> [Recorded information]:
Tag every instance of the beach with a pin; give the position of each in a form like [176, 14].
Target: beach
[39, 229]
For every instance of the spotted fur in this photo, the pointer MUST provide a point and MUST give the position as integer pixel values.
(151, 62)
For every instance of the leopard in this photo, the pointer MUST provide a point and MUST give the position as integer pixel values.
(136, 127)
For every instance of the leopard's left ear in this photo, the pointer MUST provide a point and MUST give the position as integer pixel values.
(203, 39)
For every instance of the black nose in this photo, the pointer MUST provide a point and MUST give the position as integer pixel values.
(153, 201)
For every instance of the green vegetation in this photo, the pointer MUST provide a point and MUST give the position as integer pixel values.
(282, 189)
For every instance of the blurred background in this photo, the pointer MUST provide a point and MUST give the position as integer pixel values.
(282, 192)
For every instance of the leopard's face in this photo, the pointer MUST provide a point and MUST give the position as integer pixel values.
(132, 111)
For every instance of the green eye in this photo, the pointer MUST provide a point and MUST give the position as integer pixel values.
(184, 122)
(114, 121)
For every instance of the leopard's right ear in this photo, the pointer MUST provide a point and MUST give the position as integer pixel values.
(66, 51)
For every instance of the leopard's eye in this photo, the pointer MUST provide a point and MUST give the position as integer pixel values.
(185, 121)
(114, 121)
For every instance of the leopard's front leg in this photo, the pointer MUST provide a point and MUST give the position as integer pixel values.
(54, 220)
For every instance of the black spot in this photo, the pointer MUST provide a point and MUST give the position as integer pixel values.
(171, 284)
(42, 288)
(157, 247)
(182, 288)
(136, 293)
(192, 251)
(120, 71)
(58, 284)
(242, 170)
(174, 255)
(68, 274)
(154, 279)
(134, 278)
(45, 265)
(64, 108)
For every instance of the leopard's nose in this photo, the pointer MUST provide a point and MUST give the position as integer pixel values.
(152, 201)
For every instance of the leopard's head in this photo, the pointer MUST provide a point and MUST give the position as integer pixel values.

> [What the exercise asks]: Give the entries again in full, exactly as they are written.

> [Completed task]:
Tag every instance of the beach with a pin; give the position of each in a form like [176, 14].
Target: beach
[39, 229]
For every instance of the spotted fur in this photo, the pointer MUST provide a point and MUST give the position as integer pixel values.
(151, 62)
For every instance of the leopard in this photo, the pointer MUST provide a point and MUST give the position as integer pixel values.
(136, 127)
For every instance of the leopard's left ear in this photo, the pointer MUST provide a point and MUST give the position as integer pixel values.
(203, 39)
For every instance of the black nose in this photo, the pointer MUST provide a point and MUST give the position as integer pixel values.
(153, 201)
For every instance of the green vegetation in this photo, the pointer MUST provide a point and MUST give the position as integer pixel values.
(282, 189)
For every instance of the blurred background in this photo, the pointer MUST provide a point and MUST give the position as integer pixel values.
(282, 192)
For every instance of the leopard's face in this photo, the pointer MUST provide a point and MUST give the position as integer pixel values.
(132, 111)
For every instance of the green eye in this photo, the pointer MUST provide a point and MUST give the position as integer pixel values.
(184, 122)
(114, 121)
For every instance of the leopard's right ear in this photo, the pointer MUST provide a point and MUST give the position as integer pixel values.
(66, 51)
For every instance of the leopard's eye in this photo, the pointer MUST provide a point and MUST give the position as integer pixel values.
(185, 121)
(114, 121)
For every instance of the leopard's front leg in this photo, the pointer MUST provide a point and MUST give the position as integer pixel values.
(54, 220)
For every instance of the black spot in this photo, the pointer MUST provide a point and MUST give the position as integer pixel values.
(171, 284)
(42, 288)
(157, 247)
(182, 288)
(136, 293)
(192, 251)
(120, 71)
(58, 284)
(242, 170)
(174, 255)
(68, 274)
(154, 279)
(134, 278)
(45, 265)
(64, 108)
For every instance of the leopard's nose in this photo, the pointer MUST provide a point and MUST give the position as integer pixel values.
(152, 201)
For every instance of the leopard's head in this photo, the pointer MUST provide a point and MUST give the position as integer pixel values.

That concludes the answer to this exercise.